[Photo-based referring expression data]
▬▬▬
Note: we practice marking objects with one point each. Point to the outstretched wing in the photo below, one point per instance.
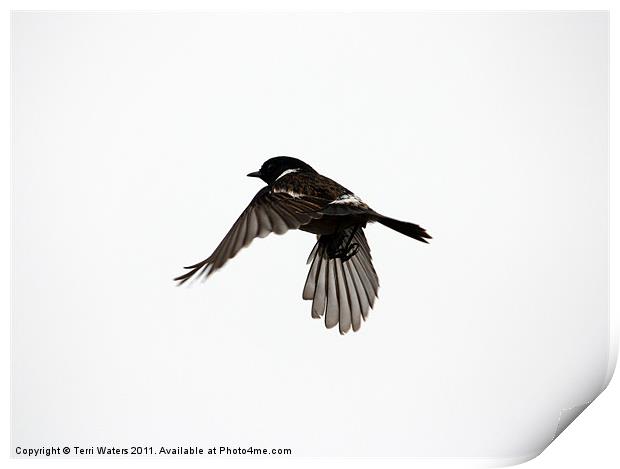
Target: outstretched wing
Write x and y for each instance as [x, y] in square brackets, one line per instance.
[268, 212]
[342, 290]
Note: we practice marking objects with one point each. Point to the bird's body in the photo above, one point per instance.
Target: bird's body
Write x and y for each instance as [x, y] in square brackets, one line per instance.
[342, 281]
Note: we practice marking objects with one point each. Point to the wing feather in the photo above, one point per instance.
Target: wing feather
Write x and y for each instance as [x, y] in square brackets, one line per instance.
[267, 212]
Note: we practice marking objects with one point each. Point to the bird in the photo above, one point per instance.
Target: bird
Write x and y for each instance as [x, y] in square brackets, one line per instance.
[342, 282]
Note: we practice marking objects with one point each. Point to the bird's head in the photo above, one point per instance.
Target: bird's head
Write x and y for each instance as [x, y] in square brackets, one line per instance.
[273, 168]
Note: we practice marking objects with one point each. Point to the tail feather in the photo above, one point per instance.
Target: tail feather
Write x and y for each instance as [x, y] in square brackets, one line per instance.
[342, 291]
[408, 229]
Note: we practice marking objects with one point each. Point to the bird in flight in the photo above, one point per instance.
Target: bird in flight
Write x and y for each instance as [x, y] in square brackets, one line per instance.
[342, 282]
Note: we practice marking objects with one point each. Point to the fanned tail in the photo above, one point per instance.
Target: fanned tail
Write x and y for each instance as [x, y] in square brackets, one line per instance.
[343, 291]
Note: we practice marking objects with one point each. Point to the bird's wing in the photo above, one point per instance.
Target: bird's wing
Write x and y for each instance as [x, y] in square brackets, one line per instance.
[268, 212]
[343, 291]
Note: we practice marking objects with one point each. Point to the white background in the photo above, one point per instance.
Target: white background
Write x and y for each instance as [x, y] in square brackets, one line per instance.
[349, 129]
▬▬▬
## Exercise objective
Using the records above, copy all lines that include the word "bird".

## Task answer
Note: we practice marking objects with one point each. Point to the bird's body in the photo above, one point per instance.
Target: bird's body
Note: we practice marking objects with one point each. Point to the bird in the photo above, one point per instance.
Target: bird
Note: we practice marking objects with one point each. Point to the bird's head in the photo above, one point per instance.
Target: bird's head
Note: we practice marking objects with one point each. Point to the bird in flight in the photo above, one point per instance.
Target: bird in flight
Note: we practice marking objects with one point each. Point to the bird's wing in the photo above, one point per instance.
Target: bird's wing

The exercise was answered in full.